Data provided:

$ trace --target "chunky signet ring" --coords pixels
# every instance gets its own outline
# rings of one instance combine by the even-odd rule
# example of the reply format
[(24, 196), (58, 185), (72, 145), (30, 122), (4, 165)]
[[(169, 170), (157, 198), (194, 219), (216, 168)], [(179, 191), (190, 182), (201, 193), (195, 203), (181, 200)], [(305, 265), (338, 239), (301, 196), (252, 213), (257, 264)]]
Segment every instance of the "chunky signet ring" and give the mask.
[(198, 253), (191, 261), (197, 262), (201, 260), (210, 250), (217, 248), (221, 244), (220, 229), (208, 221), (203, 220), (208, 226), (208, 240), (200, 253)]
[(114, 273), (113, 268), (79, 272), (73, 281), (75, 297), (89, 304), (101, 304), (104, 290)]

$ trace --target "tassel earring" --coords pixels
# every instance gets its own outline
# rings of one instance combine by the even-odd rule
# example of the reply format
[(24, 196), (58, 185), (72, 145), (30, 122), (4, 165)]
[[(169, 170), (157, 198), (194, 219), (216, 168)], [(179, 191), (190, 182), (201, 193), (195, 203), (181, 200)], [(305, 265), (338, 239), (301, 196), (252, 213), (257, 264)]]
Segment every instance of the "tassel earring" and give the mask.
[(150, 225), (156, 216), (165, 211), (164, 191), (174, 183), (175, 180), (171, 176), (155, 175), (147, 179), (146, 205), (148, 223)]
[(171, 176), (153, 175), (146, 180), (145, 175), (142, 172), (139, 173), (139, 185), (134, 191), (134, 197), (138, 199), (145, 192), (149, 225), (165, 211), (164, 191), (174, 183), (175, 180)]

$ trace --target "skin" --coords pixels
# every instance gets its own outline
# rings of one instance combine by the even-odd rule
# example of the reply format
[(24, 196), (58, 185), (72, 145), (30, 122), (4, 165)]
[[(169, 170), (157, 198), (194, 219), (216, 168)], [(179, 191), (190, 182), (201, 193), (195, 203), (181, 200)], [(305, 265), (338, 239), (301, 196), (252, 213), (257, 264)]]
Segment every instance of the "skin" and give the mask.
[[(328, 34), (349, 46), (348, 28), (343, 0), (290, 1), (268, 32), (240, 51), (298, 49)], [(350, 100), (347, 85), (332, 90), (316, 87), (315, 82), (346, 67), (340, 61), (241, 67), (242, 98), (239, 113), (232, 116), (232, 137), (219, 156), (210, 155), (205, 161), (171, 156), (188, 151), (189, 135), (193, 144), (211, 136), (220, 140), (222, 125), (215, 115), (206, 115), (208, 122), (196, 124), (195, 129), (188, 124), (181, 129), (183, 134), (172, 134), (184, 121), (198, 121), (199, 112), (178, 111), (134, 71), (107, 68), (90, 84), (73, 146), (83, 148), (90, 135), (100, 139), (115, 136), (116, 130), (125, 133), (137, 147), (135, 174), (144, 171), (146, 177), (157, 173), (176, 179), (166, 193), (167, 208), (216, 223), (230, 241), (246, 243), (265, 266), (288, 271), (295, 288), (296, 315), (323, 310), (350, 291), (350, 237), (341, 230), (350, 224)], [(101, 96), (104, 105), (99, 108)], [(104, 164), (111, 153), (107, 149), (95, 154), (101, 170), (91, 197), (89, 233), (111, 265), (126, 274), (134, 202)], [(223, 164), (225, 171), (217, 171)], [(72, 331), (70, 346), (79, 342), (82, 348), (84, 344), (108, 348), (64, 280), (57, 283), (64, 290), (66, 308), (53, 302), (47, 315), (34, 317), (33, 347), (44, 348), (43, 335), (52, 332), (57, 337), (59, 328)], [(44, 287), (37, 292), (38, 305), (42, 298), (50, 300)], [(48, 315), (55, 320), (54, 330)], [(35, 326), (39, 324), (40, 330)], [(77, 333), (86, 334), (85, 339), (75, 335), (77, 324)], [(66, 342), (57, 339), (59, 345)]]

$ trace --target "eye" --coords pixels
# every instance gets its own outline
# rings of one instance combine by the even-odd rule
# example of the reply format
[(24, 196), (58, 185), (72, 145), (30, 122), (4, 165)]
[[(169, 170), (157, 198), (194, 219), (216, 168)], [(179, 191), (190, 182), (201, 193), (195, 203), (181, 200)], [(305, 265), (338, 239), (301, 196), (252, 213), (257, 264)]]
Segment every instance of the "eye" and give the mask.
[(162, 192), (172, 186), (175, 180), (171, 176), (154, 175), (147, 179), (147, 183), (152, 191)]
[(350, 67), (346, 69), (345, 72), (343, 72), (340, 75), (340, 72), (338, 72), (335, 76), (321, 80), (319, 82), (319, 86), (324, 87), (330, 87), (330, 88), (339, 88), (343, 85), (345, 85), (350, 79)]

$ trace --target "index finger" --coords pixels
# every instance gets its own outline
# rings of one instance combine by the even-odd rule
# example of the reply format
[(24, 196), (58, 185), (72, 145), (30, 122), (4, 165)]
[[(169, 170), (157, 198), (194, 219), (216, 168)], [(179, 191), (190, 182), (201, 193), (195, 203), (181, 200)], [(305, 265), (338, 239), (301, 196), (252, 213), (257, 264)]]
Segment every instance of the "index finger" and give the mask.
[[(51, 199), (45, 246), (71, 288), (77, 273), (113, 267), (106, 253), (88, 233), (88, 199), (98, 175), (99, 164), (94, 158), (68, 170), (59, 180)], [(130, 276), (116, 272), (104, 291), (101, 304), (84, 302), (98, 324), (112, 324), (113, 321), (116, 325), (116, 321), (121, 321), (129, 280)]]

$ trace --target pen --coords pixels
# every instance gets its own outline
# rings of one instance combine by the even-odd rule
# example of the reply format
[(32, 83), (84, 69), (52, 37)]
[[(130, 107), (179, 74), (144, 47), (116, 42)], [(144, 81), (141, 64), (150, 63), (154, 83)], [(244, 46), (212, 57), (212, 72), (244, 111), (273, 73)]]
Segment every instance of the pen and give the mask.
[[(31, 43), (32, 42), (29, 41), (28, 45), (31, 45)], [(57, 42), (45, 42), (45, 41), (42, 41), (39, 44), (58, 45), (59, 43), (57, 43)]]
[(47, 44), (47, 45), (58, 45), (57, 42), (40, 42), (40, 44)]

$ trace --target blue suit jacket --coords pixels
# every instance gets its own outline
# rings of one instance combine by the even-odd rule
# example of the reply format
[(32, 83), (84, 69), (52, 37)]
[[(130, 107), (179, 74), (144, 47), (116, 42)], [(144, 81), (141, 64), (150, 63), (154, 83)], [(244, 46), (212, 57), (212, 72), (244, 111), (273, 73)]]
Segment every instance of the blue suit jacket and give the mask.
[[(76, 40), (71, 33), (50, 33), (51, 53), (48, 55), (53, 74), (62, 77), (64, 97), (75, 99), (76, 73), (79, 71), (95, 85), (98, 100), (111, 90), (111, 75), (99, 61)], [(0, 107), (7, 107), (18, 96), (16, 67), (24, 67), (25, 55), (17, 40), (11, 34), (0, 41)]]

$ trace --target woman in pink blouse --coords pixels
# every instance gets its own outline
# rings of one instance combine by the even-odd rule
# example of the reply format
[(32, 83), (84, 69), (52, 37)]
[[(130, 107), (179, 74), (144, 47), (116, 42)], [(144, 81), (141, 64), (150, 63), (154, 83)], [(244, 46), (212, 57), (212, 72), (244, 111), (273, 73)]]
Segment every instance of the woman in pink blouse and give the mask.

Task: Only the lines of the data holding the string "pixels" are wanted; copy each of them.

Exercise output:
$ trace --target "chunky signet ring" --coords pixels
$ trace --target "tassel earring" --coords pixels
$ trace --target "skin" --coords pixels
$ trace --target "eye" --coords pixels
$ trace --target "index finger" --coords pixels
$ trace --target pen --coords pixels
$ trace --target blue suit jacket --coords pixels
$ trace --target woman in pink blouse --coords pixels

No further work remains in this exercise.